** START DATA LINES **
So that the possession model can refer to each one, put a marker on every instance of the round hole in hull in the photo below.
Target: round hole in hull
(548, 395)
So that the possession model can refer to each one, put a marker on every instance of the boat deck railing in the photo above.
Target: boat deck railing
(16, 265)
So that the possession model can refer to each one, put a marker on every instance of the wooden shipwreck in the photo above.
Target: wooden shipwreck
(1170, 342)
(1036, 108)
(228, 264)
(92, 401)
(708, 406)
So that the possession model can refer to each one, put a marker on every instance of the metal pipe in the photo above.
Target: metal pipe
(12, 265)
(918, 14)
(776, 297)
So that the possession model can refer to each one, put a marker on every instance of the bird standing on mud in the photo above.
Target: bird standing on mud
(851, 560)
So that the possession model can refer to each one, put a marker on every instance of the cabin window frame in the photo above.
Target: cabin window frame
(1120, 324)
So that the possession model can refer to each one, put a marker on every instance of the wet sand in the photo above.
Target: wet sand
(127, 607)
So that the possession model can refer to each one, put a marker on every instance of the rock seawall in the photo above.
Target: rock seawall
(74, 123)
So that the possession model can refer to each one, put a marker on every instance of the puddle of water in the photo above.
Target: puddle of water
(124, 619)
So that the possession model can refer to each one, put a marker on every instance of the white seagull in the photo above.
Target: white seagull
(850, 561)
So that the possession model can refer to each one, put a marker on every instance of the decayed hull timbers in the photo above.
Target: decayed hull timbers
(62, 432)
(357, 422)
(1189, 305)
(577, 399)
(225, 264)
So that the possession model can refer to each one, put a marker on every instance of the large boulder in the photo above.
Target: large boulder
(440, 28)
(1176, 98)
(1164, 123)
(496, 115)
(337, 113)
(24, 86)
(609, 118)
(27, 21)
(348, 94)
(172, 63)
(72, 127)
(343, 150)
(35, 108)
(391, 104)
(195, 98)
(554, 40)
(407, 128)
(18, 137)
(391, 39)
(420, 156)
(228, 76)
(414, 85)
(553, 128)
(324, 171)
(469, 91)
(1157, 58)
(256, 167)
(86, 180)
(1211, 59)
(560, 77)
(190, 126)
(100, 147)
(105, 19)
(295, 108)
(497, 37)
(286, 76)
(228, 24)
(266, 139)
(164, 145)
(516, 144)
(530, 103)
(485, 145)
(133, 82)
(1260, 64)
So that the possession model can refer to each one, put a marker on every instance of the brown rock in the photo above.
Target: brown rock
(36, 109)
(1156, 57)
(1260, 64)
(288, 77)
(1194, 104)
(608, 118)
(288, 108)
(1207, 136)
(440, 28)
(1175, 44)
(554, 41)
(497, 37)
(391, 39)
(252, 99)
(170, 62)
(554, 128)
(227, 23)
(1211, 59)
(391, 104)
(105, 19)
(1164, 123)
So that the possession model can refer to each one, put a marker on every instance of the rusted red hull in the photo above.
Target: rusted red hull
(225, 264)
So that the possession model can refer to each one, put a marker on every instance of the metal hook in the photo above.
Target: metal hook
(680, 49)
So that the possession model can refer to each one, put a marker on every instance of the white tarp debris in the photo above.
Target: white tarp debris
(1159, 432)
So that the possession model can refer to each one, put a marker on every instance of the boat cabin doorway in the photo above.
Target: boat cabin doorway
** END DATA LINES **
Write out again every line from the one containing "rock in the photo above." through the end of the records, keeping the requests as they are. Scale each coordinate in the answers by 2.35 and round it to a whole number, with halves rounded up.

So that the possession model can refer to each one, put a marker on every instance of the brown rock in the photo above.
Target: brown rock
(85, 256)
(2717, 134)
(2961, 150)
(677, 181)
(2806, 244)
(1429, 277)
(677, 254)
(2836, 320)
(1034, 66)
(2761, 103)
(1302, 96)
(1168, 87)
(919, 92)
(592, 233)
(400, 146)
(1302, 301)
(533, 54)
(2846, 139)
(919, 244)
(247, 45)
(2735, 289)
So that the possession model can refer to each one, put a marker on every instance of the rusted red hull in the photo above.
Target: rusted red hull
(529, 620)
So that the possession model can refer to each one, put a marker on every instance of the metal hook in the photo above.
Target: metal hook
(1598, 115)
So that the possession model can refer to each one, put a marker on every instance of the white tarp debris in the photo above.
Target: white tarp debris
(2724, 1015)
So that the possession model can refer to each one, put a marker on every instance of the boat cabin doorway in the photo above.
Target: boat cabin doorway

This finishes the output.